* What is needed *
Count the lines of the items below that contain the string "target", treating uppercase and lowercase as different, and give only the number.

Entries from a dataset
— Start —

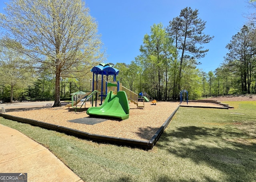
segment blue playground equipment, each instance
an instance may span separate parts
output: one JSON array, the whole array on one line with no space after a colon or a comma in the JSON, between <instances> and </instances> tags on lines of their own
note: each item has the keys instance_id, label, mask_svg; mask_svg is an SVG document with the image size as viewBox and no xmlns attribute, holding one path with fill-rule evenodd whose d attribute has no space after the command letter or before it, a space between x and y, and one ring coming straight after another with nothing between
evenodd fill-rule
<instances>
[{"instance_id":1,"label":"blue playground equipment","mask_svg":"<svg viewBox=\"0 0 256 182\"><path fill-rule=\"evenodd\" d=\"M91 70L91 72L93 73L92 76L92 91L94 90L98 90L98 75L101 75L101 90L100 95L99 96L101 97L100 104L102 104L103 98L104 97L106 97L108 94L107 92L105 94L103 93L103 75L106 75L107 77L107 82L108 82L108 76L114 75L114 82L116 81L116 76L119 73L119 70L114 68L112 66L108 64L100 63L98 66L94 67ZM94 86L95 76L96 76L96 86ZM96 87L96 88L95 88ZM118 86L118 91L119 90L119 85Z\"/></svg>"},{"instance_id":2,"label":"blue playground equipment","mask_svg":"<svg viewBox=\"0 0 256 182\"><path fill-rule=\"evenodd\" d=\"M187 94L187 104L188 104L188 92L187 90L182 90L180 92L180 104L182 102L182 100L183 100L182 95L183 94L184 94L184 98L185 98L185 93L186 93Z\"/></svg>"}]
</instances>

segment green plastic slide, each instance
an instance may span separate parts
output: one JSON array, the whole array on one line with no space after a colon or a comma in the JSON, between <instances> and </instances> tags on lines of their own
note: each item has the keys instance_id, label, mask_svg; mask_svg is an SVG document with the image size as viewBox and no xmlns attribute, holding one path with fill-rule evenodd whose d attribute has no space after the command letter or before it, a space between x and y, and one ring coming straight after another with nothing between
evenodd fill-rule
<instances>
[{"instance_id":1,"label":"green plastic slide","mask_svg":"<svg viewBox=\"0 0 256 182\"><path fill-rule=\"evenodd\" d=\"M148 100L148 98L147 98L147 97L146 97L146 96L143 96L142 97L144 98L144 99L145 99L145 100L146 100L146 102L149 102L149 100Z\"/></svg>"},{"instance_id":2,"label":"green plastic slide","mask_svg":"<svg viewBox=\"0 0 256 182\"><path fill-rule=\"evenodd\" d=\"M126 93L118 91L117 95L112 91L108 94L105 101L100 107L91 107L86 113L90 116L116 117L122 120L129 118L130 106Z\"/></svg>"}]
</instances>

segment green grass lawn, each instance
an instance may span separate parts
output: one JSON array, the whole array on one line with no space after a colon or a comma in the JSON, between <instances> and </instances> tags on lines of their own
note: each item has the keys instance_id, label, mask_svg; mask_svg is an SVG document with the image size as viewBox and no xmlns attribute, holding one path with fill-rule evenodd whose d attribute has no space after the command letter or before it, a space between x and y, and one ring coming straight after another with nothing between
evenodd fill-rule
<instances>
[{"instance_id":1,"label":"green grass lawn","mask_svg":"<svg viewBox=\"0 0 256 182\"><path fill-rule=\"evenodd\" d=\"M255 182L256 102L225 102L234 109L180 108L149 151L0 123L48 148L86 182Z\"/></svg>"}]
</instances>

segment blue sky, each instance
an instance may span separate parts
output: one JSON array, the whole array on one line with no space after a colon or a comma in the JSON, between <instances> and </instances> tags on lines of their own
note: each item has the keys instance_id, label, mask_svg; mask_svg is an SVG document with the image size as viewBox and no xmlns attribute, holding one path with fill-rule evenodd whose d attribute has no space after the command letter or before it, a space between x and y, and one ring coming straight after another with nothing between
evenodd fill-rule
<instances>
[{"instance_id":1,"label":"blue sky","mask_svg":"<svg viewBox=\"0 0 256 182\"><path fill-rule=\"evenodd\" d=\"M4 6L0 2L0 12ZM250 12L247 0L87 0L86 6L98 23L104 47L108 55L106 63L129 64L140 54L139 48L146 34L150 33L154 23L164 27L180 15L186 7L197 9L198 17L206 21L206 34L214 36L210 43L203 45L209 49L198 60L198 68L206 72L214 70L224 61L228 52L225 48L232 36L248 22Z\"/></svg>"}]
</instances>

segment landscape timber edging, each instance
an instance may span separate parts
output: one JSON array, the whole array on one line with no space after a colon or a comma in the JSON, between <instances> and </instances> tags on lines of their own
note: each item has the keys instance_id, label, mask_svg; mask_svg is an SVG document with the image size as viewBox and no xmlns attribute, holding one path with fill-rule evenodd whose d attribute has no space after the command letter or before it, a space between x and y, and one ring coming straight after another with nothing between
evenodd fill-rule
<instances>
[{"instance_id":1,"label":"landscape timber edging","mask_svg":"<svg viewBox=\"0 0 256 182\"><path fill-rule=\"evenodd\" d=\"M30 119L14 116L6 114L0 113L0 116L2 116L8 119L30 124L43 128L46 128L52 130L64 133L68 135L76 136L80 138L84 138L90 140L100 142L114 143L119 145L130 146L132 147L142 148L142 149L152 149L153 147L158 141L162 134L170 123L170 122L178 109L179 107L180 106L178 106L177 108L172 114L171 115L168 117L163 125L160 127L156 133L155 135L149 141L91 134L62 126L54 124L40 121Z\"/></svg>"}]
</instances>

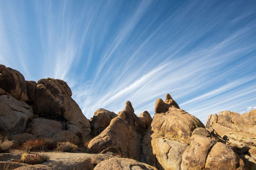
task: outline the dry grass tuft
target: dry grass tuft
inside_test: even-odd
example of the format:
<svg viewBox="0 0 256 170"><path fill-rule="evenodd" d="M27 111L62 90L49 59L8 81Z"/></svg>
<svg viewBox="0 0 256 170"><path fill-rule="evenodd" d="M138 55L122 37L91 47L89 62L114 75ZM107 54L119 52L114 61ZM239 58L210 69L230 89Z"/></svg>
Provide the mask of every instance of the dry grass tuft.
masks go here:
<svg viewBox="0 0 256 170"><path fill-rule="evenodd" d="M0 136L0 153L10 152L13 145L13 141L9 141L7 138Z"/></svg>
<svg viewBox="0 0 256 170"><path fill-rule="evenodd" d="M60 152L74 152L77 146L70 142L60 142L57 144L56 150Z"/></svg>
<svg viewBox="0 0 256 170"><path fill-rule="evenodd" d="M22 149L25 152L44 151L47 148L46 142L43 139L29 139L22 144Z"/></svg>
<svg viewBox="0 0 256 170"><path fill-rule="evenodd" d="M87 141L84 142L84 146L85 148L88 148L88 146L89 143L91 142L92 139L92 139L89 139Z"/></svg>
<svg viewBox="0 0 256 170"><path fill-rule="evenodd" d="M20 158L20 162L28 164L39 164L49 160L49 157L38 153L29 153L28 152L23 152Z"/></svg>

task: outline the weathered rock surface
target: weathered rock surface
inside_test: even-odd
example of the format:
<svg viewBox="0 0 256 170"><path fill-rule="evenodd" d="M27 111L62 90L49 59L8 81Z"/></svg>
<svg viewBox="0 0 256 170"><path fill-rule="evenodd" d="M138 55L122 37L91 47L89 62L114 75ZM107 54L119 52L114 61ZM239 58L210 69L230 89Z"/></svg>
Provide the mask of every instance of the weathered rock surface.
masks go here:
<svg viewBox="0 0 256 170"><path fill-rule="evenodd" d="M54 139L57 143L69 141L72 143L78 144L80 142L79 138L75 134L68 131L62 131L53 136Z"/></svg>
<svg viewBox="0 0 256 170"><path fill-rule="evenodd" d="M15 169L15 170L52 170L49 166L44 165L27 165Z"/></svg>
<svg viewBox="0 0 256 170"><path fill-rule="evenodd" d="M155 105L155 113L165 113L168 111L169 108L179 109L178 104L172 98L170 94L166 94L164 102L162 99L157 99Z"/></svg>
<svg viewBox="0 0 256 170"><path fill-rule="evenodd" d="M27 101L27 88L23 75L17 70L0 66L0 87L17 99Z"/></svg>
<svg viewBox="0 0 256 170"><path fill-rule="evenodd" d="M240 155L249 169L256 167L256 153L249 152L256 150L256 110L243 115L229 111L211 115L206 127Z"/></svg>
<svg viewBox="0 0 256 170"><path fill-rule="evenodd" d="M144 111L143 113L140 113L138 118L142 123L143 126L145 129L147 129L148 127L151 124L152 117L150 114L147 111Z"/></svg>
<svg viewBox="0 0 256 170"><path fill-rule="evenodd" d="M30 133L37 138L49 138L61 132L62 125L56 120L36 118L30 124L29 129Z"/></svg>
<svg viewBox="0 0 256 170"><path fill-rule="evenodd" d="M180 169L204 169L208 153L216 141L198 134L194 134L191 141L183 153Z"/></svg>
<svg viewBox="0 0 256 170"><path fill-rule="evenodd" d="M225 144L217 143L211 150L205 169L244 169L243 160Z"/></svg>
<svg viewBox="0 0 256 170"><path fill-rule="evenodd" d="M91 132L89 120L71 96L71 90L64 81L41 79L37 83L36 97L33 101L35 112L40 117L67 121L79 128L83 136L87 136Z"/></svg>
<svg viewBox="0 0 256 170"><path fill-rule="evenodd" d="M143 131L142 123L134 114L131 103L127 101L125 109L112 119L105 130L92 139L88 148L92 153L110 152L139 160Z"/></svg>
<svg viewBox="0 0 256 170"><path fill-rule="evenodd" d="M148 164L138 162L135 160L127 158L111 158L98 164L94 170L108 170L108 169L156 169Z"/></svg>
<svg viewBox="0 0 256 170"><path fill-rule="evenodd" d="M33 116L32 108L26 103L12 96L0 96L0 129L10 134L22 133Z"/></svg>
<svg viewBox="0 0 256 170"><path fill-rule="evenodd" d="M36 99L36 82L34 81L26 81L27 93L29 100L35 101Z"/></svg>
<svg viewBox="0 0 256 170"><path fill-rule="evenodd" d="M111 120L117 117L114 112L104 109L99 109L95 113L90 122L92 134L95 136L102 132L110 124Z"/></svg>
<svg viewBox="0 0 256 170"><path fill-rule="evenodd" d="M142 159L159 169L179 169L192 132L204 125L179 109L170 94L166 94L166 103L160 99L156 101L153 120L143 139Z"/></svg>
<svg viewBox="0 0 256 170"><path fill-rule="evenodd" d="M35 135L28 133L17 134L12 136L12 139L16 143L20 145L29 139L35 139L36 137Z"/></svg>

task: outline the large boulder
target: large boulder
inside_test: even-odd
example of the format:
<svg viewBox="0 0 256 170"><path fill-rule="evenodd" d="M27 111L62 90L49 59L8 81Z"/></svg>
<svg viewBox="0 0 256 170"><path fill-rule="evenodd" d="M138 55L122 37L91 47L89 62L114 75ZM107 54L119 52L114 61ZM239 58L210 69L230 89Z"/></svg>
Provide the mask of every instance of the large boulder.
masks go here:
<svg viewBox="0 0 256 170"><path fill-rule="evenodd" d="M217 141L198 118L176 106L169 94L161 104L164 107L159 107L160 101L156 102L156 111L143 139L142 160L158 169L205 169ZM222 151L218 152L221 155ZM243 169L243 162L239 161Z"/></svg>
<svg viewBox="0 0 256 170"><path fill-rule="evenodd" d="M142 123L127 101L125 109L112 119L105 130L92 139L88 148L92 153L112 152L139 160L143 131Z"/></svg>
<svg viewBox="0 0 256 170"><path fill-rule="evenodd" d="M27 93L30 101L35 101L36 99L36 82L35 81L26 81L27 86Z"/></svg>
<svg viewBox="0 0 256 170"><path fill-rule="evenodd" d="M140 119L140 122L141 122L143 127L146 129L151 124L152 120L150 114L149 114L147 111L144 111L143 113L140 113L138 118Z"/></svg>
<svg viewBox="0 0 256 170"><path fill-rule="evenodd" d="M0 65L0 87L15 98L23 101L28 100L26 81L17 70Z"/></svg>
<svg viewBox="0 0 256 170"><path fill-rule="evenodd" d="M29 139L35 139L36 137L35 135L28 133L17 134L12 136L12 139L17 144L20 145Z"/></svg>
<svg viewBox="0 0 256 170"><path fill-rule="evenodd" d="M92 134L95 136L102 132L117 115L104 109L98 109L90 120Z"/></svg>
<svg viewBox="0 0 256 170"><path fill-rule="evenodd" d="M98 164L94 170L108 169L138 169L138 170L156 170L148 164L127 158L111 158Z"/></svg>
<svg viewBox="0 0 256 170"><path fill-rule="evenodd" d="M256 153L249 152L256 150L256 110L243 115L229 111L211 115L206 127L225 140L249 169L256 167Z"/></svg>
<svg viewBox="0 0 256 170"><path fill-rule="evenodd" d="M26 103L12 96L0 96L0 129L13 134L22 133L33 117L33 110Z"/></svg>
<svg viewBox="0 0 256 170"><path fill-rule="evenodd" d="M91 132L89 120L71 96L71 90L64 81L41 79L37 82L35 99L32 101L35 113L42 117L74 125L86 137Z"/></svg>
<svg viewBox="0 0 256 170"><path fill-rule="evenodd" d="M50 138L61 132L62 129L62 124L58 121L36 118L29 124L27 131L37 138Z"/></svg>
<svg viewBox="0 0 256 170"><path fill-rule="evenodd" d="M205 136L195 134L182 155L181 169L204 169L206 159L216 141Z"/></svg>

— End —

* Worked solution *
3